=== Data to process ===
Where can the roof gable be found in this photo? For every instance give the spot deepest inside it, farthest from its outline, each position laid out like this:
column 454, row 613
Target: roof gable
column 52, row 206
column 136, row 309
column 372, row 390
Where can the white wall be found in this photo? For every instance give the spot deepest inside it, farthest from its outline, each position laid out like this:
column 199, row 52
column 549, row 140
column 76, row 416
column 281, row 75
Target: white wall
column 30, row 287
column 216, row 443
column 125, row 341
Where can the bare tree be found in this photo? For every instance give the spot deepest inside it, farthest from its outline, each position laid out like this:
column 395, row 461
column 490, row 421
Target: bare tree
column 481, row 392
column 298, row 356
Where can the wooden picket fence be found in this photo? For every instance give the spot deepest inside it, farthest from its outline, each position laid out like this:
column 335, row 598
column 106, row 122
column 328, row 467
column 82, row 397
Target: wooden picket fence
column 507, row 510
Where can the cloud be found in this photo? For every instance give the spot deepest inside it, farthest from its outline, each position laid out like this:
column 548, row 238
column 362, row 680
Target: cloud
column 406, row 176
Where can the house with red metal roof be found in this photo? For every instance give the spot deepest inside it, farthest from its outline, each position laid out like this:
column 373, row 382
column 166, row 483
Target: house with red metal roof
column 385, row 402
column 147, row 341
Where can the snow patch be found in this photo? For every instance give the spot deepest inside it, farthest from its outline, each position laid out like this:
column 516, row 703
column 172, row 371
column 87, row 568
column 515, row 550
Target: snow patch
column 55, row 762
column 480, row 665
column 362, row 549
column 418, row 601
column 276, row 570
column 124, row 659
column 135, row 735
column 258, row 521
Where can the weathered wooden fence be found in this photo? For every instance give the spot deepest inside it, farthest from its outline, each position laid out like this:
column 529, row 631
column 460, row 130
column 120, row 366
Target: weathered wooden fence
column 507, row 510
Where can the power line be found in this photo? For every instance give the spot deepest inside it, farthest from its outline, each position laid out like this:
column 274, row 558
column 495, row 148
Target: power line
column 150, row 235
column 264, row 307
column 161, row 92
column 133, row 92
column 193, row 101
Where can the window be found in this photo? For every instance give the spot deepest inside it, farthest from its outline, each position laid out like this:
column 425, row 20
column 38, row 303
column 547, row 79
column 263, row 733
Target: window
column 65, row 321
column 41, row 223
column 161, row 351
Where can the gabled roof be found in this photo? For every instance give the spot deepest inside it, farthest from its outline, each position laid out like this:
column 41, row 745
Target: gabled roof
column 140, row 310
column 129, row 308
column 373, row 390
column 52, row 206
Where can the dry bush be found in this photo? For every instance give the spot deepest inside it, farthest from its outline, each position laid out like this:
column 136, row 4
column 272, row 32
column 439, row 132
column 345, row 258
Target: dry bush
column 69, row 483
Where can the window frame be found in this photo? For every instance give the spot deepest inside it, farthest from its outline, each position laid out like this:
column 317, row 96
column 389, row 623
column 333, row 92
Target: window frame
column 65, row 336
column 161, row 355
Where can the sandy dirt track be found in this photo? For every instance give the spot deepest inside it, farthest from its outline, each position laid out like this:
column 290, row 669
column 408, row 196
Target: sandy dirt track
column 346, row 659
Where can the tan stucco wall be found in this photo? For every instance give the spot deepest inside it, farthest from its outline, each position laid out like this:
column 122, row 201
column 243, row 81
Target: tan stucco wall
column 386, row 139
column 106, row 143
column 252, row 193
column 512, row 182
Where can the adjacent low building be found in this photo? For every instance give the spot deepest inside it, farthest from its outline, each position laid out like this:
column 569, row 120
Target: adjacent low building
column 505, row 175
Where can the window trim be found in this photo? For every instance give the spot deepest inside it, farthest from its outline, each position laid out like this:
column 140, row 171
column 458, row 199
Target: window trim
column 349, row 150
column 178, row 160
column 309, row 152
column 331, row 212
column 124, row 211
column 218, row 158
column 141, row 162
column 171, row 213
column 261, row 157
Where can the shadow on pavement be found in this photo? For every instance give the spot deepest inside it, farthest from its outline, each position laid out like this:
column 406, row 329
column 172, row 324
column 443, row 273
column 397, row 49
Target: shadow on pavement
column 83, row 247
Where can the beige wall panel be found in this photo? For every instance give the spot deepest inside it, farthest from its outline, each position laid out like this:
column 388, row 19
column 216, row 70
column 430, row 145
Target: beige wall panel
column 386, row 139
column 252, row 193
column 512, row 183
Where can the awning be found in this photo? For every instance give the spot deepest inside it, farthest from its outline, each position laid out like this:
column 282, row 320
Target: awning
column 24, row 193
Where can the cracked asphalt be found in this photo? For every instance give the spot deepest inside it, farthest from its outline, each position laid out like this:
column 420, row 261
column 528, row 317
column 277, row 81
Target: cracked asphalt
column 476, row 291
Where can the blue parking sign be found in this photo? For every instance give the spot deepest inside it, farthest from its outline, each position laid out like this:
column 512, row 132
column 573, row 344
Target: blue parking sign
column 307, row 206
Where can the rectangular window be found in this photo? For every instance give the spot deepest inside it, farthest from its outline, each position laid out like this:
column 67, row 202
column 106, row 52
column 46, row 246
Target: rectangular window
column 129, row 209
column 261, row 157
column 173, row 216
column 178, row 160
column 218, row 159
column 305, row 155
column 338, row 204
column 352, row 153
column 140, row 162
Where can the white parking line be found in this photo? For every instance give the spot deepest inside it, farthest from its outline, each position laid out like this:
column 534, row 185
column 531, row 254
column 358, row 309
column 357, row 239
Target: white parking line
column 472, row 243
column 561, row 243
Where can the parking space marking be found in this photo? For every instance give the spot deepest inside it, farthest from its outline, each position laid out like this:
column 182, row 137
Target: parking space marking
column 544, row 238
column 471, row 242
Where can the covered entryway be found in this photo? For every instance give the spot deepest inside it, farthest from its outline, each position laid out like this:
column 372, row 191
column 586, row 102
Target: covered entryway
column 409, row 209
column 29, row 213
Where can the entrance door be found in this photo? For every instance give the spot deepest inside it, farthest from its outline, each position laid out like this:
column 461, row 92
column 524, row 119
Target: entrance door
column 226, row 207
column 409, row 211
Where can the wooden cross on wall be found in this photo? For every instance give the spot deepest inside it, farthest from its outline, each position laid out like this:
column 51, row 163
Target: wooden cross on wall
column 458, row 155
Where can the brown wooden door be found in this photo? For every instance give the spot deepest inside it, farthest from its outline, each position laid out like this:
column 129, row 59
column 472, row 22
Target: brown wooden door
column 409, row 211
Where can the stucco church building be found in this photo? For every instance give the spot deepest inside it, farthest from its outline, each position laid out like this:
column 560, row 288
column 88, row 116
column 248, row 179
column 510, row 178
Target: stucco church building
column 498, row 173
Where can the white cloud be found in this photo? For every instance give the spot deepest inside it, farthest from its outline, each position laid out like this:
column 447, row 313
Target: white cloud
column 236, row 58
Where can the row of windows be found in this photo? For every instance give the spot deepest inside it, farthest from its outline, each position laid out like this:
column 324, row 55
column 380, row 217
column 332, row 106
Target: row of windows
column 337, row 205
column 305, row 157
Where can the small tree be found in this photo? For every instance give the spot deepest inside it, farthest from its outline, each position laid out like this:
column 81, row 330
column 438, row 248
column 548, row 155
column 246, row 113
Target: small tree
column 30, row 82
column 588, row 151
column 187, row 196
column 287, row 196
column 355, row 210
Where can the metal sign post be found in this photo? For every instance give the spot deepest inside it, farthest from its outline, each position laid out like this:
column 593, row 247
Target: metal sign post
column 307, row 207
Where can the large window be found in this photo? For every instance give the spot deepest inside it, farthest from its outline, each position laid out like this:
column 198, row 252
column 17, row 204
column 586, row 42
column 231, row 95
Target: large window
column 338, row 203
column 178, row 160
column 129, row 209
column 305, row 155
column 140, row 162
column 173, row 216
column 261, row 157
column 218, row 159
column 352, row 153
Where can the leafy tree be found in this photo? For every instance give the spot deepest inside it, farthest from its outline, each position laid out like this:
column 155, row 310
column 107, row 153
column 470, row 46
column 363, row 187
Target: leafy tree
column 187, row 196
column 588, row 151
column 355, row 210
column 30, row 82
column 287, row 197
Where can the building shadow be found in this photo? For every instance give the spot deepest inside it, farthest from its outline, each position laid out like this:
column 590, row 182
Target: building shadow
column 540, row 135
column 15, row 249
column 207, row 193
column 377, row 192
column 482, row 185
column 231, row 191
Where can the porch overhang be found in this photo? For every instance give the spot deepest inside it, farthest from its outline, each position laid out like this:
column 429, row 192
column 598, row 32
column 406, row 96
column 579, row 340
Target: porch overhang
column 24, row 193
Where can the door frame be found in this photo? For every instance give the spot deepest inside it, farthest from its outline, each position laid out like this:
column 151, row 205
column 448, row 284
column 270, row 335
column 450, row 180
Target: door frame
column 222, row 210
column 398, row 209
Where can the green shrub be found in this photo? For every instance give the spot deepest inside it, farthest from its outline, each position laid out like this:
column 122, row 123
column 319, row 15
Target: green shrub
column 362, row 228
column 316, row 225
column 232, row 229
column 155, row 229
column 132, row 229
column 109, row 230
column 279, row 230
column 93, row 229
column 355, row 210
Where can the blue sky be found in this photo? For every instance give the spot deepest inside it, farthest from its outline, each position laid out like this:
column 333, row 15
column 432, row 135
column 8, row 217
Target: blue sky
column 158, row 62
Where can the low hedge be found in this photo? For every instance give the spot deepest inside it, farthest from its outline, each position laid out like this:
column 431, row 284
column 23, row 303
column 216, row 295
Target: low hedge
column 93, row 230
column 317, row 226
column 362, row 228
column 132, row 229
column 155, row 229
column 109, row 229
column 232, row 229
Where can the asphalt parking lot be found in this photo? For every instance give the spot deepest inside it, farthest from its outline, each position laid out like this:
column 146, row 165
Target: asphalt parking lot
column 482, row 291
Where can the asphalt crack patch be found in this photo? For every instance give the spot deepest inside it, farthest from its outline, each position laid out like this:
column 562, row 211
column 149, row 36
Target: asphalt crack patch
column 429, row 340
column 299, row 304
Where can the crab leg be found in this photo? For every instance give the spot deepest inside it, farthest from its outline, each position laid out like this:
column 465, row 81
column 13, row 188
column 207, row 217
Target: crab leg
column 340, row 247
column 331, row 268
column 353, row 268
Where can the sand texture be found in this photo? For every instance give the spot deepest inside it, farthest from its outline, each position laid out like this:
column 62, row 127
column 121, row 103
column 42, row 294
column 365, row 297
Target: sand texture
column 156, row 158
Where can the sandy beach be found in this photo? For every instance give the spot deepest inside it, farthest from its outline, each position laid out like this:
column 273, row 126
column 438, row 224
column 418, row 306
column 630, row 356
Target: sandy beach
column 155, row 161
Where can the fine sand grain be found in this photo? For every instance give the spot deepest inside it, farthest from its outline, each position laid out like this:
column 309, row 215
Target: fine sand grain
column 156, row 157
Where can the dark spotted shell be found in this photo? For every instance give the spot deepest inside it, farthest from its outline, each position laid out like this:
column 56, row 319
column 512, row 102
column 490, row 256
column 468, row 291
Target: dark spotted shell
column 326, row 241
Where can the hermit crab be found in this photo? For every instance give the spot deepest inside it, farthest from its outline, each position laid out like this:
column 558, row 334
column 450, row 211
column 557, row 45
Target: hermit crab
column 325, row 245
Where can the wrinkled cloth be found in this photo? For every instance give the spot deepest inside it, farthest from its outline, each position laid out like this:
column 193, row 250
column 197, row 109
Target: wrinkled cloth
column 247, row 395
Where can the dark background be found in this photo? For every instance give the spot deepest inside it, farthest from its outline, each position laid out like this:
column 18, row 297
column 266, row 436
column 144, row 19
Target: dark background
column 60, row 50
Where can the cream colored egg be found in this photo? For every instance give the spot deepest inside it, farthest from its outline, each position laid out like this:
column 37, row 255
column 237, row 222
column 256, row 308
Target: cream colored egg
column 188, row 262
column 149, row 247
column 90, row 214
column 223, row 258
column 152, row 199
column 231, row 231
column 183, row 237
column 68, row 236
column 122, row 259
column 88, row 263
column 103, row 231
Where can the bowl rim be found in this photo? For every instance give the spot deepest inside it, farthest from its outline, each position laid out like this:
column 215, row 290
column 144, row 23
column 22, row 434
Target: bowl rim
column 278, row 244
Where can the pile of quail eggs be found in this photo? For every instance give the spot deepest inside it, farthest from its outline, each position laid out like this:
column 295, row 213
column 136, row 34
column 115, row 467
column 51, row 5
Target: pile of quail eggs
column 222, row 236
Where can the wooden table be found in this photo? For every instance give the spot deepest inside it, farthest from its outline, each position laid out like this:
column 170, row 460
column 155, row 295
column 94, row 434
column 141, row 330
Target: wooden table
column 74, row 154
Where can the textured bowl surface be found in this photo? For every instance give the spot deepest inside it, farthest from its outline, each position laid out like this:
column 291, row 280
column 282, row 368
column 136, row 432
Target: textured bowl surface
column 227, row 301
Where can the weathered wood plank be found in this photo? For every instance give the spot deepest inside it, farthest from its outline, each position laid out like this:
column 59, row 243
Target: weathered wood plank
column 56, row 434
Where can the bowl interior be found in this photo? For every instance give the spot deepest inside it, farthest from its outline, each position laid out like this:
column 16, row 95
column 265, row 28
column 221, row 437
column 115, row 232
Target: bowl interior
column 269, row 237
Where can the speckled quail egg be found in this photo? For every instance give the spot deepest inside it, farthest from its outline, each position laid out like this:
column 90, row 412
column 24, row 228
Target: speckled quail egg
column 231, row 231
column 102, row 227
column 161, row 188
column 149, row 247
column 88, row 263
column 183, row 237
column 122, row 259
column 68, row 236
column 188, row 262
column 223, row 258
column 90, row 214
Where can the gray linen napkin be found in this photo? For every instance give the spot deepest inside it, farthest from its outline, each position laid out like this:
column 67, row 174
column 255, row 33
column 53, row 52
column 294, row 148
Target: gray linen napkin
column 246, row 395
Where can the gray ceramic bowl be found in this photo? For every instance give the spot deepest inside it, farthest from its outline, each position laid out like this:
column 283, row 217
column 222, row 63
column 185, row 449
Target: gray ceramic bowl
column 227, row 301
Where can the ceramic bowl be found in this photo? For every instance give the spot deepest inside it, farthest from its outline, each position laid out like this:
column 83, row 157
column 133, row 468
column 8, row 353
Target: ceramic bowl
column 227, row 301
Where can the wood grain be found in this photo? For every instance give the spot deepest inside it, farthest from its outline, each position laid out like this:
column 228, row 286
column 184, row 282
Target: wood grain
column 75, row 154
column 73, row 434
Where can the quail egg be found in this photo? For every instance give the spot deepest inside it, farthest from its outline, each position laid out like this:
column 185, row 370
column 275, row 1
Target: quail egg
===
Objective =>
Express the data from the line with "Where can the weathered wooden" up to and including the line with "column 161, row 351" as a Markdown table with the columns Row and Data line. Number each line and leave out any blank ones.

Task solution =>
| Row | Data line |
|---|---|
| 1 | Where can the weathered wooden fence be found in this photo? For every instance give the spot deepest inside it, farthest from its outline, each position laid out like this: |
| 2 | column 529, row 631 |
| 3 | column 460, row 130 |
| 4 | column 120, row 366 |
| 5 | Target: weathered wooden fence |
| 6 | column 507, row 510 |
| 7 | Where can the power line be found in this photo? For every instance give the spot deepest inside it, farthest from its outline, each position laid out like this: |
| 8 | column 274, row 558 |
| 9 | column 495, row 148 |
| 10 | Target: power line |
| 11 | column 150, row 235 |
| 12 | column 264, row 307 |
| 13 | column 161, row 92 |
| 14 | column 133, row 92 |
| 15 | column 193, row 101 |
| 16 | Where can the window be found in this photo? For every instance give the spot deepest inside it, farthest from its outline, each position laid out like this: |
| 17 | column 425, row 20 |
| 18 | column 38, row 303 |
| 19 | column 547, row 79 |
| 20 | column 263, row 733 |
| 21 | Target: window |
| 22 | column 65, row 321 |
| 23 | column 41, row 223 |
| 24 | column 161, row 351 |